#### INSTRUCTIONS FOR THE TASK
Pull out every row that contains the word "white" and copy each one unchanged, leaving out all the others.

— Start —

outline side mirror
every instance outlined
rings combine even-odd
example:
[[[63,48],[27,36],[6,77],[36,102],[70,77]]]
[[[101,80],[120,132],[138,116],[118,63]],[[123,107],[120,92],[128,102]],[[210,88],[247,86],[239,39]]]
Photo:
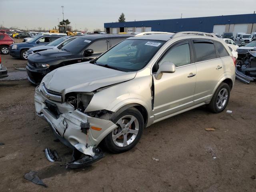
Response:
[[[155,75],[156,79],[159,80],[162,78],[163,73],[173,73],[175,72],[175,66],[170,62],[165,61],[159,66]]]
[[[93,54],[93,50],[91,49],[86,49],[84,51],[84,56],[90,56]]]

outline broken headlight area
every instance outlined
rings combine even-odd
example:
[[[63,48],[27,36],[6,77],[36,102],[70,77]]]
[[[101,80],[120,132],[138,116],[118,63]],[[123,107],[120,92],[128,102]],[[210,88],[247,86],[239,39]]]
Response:
[[[74,149],[71,160],[66,164],[66,168],[80,168],[91,165],[103,158],[104,153],[98,147],[92,149],[93,156],[85,155],[77,149]]]
[[[75,110],[78,109],[84,112],[92,100],[92,93],[72,92],[66,95],[66,101],[72,105]]]

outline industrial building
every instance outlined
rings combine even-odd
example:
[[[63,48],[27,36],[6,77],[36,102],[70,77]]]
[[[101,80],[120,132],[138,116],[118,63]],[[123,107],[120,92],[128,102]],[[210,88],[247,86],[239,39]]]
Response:
[[[105,23],[104,28],[105,32],[111,34],[120,32],[195,31],[220,34],[231,32],[235,36],[238,32],[251,34],[256,32],[256,14]]]

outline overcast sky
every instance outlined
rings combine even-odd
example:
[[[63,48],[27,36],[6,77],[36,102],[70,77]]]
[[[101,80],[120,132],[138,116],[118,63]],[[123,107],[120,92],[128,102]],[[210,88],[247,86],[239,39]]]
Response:
[[[52,29],[58,18],[73,29],[104,28],[123,12],[126,21],[253,13],[256,0],[0,0],[0,24]]]

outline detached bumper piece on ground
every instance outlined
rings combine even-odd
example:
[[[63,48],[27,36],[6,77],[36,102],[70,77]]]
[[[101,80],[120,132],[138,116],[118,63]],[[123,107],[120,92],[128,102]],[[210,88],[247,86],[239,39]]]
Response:
[[[44,152],[46,158],[51,162],[54,162],[55,161],[61,161],[55,150],[52,151],[50,148],[46,148],[44,149]]]
[[[236,78],[245,83],[256,80],[256,51],[249,51],[236,66]]]
[[[92,151],[94,154],[93,156],[85,155],[76,149],[74,149],[72,158],[67,163],[66,168],[76,168],[86,167],[104,157],[104,154],[100,148],[93,148]]]
[[[30,171],[29,172],[26,173],[24,176],[26,179],[36,184],[42,185],[46,187],[47,186],[43,182],[42,179],[40,179],[38,176],[36,174],[36,173],[34,171]]]

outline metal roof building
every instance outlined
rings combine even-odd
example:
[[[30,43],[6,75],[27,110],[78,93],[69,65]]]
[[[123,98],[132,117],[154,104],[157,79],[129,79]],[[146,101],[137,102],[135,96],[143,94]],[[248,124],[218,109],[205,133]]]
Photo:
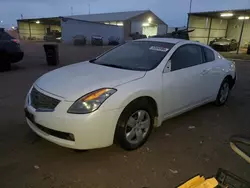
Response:
[[[21,39],[44,40],[51,33],[61,33],[63,42],[70,42],[75,35],[128,40],[131,33],[146,36],[166,34],[167,24],[150,10],[73,15],[52,18],[17,20]]]
[[[194,29],[190,39],[210,44],[216,38],[235,39],[237,53],[250,44],[250,9],[192,12],[188,15],[188,28]]]

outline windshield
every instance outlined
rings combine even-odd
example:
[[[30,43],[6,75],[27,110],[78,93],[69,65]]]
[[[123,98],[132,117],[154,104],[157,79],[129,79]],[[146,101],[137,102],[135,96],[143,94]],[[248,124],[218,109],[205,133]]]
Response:
[[[172,43],[132,41],[121,45],[92,61],[110,67],[148,71],[152,70],[174,46]]]

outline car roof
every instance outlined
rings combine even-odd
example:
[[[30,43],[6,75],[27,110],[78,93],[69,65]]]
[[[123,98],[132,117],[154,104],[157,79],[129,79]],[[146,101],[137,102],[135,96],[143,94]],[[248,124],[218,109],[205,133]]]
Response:
[[[177,44],[178,42],[188,42],[188,40],[176,39],[176,38],[144,38],[144,39],[138,39],[137,41],[167,42],[172,44]]]

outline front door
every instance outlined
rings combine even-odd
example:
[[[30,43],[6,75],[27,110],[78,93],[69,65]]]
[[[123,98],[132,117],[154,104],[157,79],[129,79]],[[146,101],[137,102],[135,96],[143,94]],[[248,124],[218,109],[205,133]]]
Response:
[[[204,98],[201,79],[204,69],[202,49],[188,44],[179,47],[168,62],[170,72],[163,73],[163,101],[165,116],[194,106]]]

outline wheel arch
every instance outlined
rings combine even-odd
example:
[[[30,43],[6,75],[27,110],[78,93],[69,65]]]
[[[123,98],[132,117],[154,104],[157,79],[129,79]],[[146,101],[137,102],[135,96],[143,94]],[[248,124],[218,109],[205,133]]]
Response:
[[[224,80],[225,79],[228,79],[230,89],[232,89],[233,86],[234,86],[234,84],[235,84],[235,79],[233,79],[232,75],[230,75],[230,74],[228,74],[227,76],[225,76]]]

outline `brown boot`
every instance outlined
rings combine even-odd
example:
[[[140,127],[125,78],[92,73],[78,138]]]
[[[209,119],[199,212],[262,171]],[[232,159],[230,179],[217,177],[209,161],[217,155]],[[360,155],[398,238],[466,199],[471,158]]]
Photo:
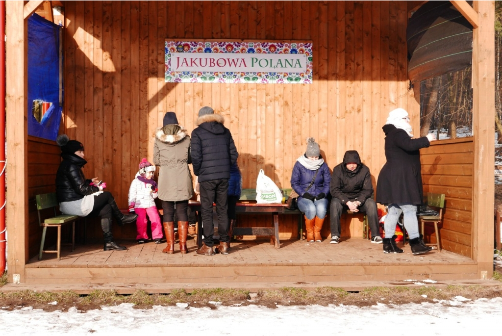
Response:
[[[213,248],[209,247],[206,245],[205,243],[202,243],[202,246],[197,250],[196,252],[197,254],[203,254],[205,256],[212,256],[214,254]]]
[[[188,235],[188,222],[178,222],[178,235],[180,238],[180,252],[187,253],[187,236]]]
[[[305,231],[307,231],[307,241],[309,243],[314,243],[314,223],[315,218],[309,219],[306,216],[305,218]]]
[[[162,250],[163,253],[173,254],[174,253],[174,222],[166,221],[164,225],[164,231],[166,233],[166,241],[167,246]]]
[[[220,253],[221,254],[228,254],[228,250],[230,249],[228,247],[228,243],[220,242],[219,248]]]
[[[314,239],[316,243],[320,243],[322,241],[321,237],[321,229],[322,229],[322,224],[324,222],[324,218],[321,219],[317,216],[315,216],[314,222]]]

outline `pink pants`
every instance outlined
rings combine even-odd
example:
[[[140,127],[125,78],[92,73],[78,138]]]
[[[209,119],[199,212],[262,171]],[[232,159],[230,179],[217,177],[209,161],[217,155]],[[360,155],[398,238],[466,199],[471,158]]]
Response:
[[[162,238],[162,223],[159,217],[159,212],[156,207],[151,206],[146,209],[137,207],[135,208],[134,211],[138,214],[138,218],[136,219],[136,231],[138,232],[138,236],[136,236],[137,240],[148,239],[148,235],[147,235],[147,214],[150,219],[150,222],[152,223],[152,239],[155,240]]]

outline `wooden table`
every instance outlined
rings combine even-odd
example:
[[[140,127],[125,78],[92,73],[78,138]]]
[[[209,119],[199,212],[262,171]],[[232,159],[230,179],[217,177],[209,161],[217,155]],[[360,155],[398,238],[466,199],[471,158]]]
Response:
[[[233,236],[270,236],[270,243],[279,249],[279,214],[297,214],[301,212],[291,211],[286,208],[284,204],[258,204],[256,201],[239,201],[235,206],[235,212],[241,213],[271,213],[272,214],[273,228],[234,228]],[[214,204],[213,204],[213,206]],[[188,206],[197,213],[197,245],[200,248],[202,246],[202,218],[200,211],[200,202],[190,201]]]

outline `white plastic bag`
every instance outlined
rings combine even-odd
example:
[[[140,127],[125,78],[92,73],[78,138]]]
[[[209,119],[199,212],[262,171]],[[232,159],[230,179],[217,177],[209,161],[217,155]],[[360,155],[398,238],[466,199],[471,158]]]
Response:
[[[256,201],[258,204],[282,202],[282,193],[272,179],[260,170],[256,180]]]

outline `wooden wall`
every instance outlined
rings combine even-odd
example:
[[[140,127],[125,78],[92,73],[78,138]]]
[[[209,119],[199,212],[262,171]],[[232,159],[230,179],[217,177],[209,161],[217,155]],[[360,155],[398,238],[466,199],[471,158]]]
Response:
[[[331,168],[346,150],[358,151],[376,181],[385,162],[381,127],[390,110],[409,106],[406,2],[65,6],[61,133],[84,143],[86,176],[105,181],[122,207],[141,158],[152,159],[152,134],[167,111],[191,132],[199,109],[212,106],[235,141],[243,187],[254,187],[263,169],[288,188],[309,136]],[[166,83],[166,38],[310,40],[313,83]],[[418,129],[417,111],[412,119]],[[296,236],[296,218],[287,218],[282,239]]]
[[[424,194],[446,195],[439,226],[442,248],[472,258],[473,138],[440,140],[420,150]],[[426,240],[435,243],[434,227],[426,225]]]

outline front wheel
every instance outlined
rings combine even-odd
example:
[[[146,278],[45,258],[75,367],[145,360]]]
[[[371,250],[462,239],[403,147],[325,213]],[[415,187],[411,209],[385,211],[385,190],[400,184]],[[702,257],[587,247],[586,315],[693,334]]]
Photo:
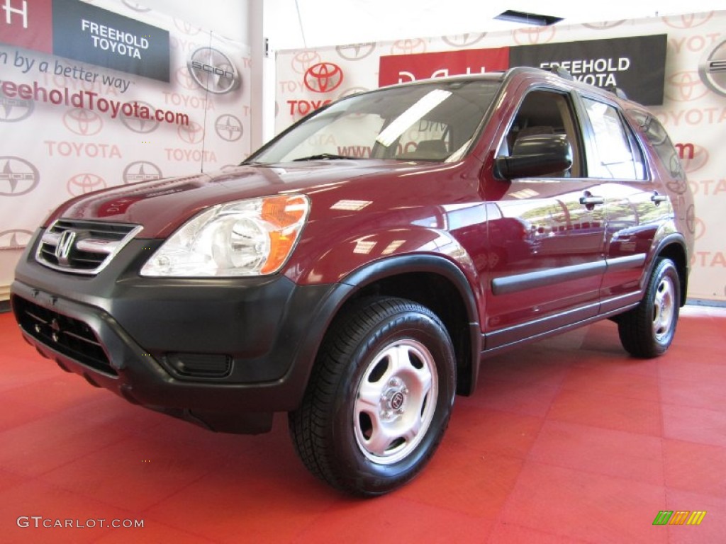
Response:
[[[653,267],[640,303],[618,319],[623,347],[635,357],[657,357],[673,341],[680,305],[678,271],[670,259]]]
[[[444,435],[455,369],[449,334],[428,308],[391,297],[359,302],[333,323],[303,403],[289,416],[298,456],[354,494],[403,485]]]

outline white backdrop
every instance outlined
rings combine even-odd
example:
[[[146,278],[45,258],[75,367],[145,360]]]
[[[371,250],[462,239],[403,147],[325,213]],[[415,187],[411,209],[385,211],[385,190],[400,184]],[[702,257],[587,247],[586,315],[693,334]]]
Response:
[[[20,248],[62,202],[103,187],[219,170],[250,153],[246,45],[135,2],[96,0],[93,6],[168,30],[171,81],[0,43],[0,82],[44,90],[35,92],[39,99],[23,99],[17,90],[4,96],[0,87],[0,300],[7,298]],[[190,60],[225,65],[234,77],[195,79]],[[83,108],[72,105],[80,91]],[[126,102],[152,115],[162,110],[172,122],[114,115],[113,104]]]
[[[653,34],[667,35],[667,52],[664,104],[650,109],[681,149],[696,204],[689,297],[724,302],[726,77],[714,75],[709,86],[698,70],[709,59],[726,58],[726,12],[279,51],[275,128],[327,101],[376,88],[382,56]]]

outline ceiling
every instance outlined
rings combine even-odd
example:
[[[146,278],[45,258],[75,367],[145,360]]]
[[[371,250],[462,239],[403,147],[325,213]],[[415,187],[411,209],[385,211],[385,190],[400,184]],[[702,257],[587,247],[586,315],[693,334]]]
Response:
[[[494,20],[507,9],[561,17],[558,25],[566,25],[725,8],[723,0],[264,0],[264,6],[265,35],[277,50],[521,28]]]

— End —

#### SOLUTION
outline `white plastic bag`
outline white backdrop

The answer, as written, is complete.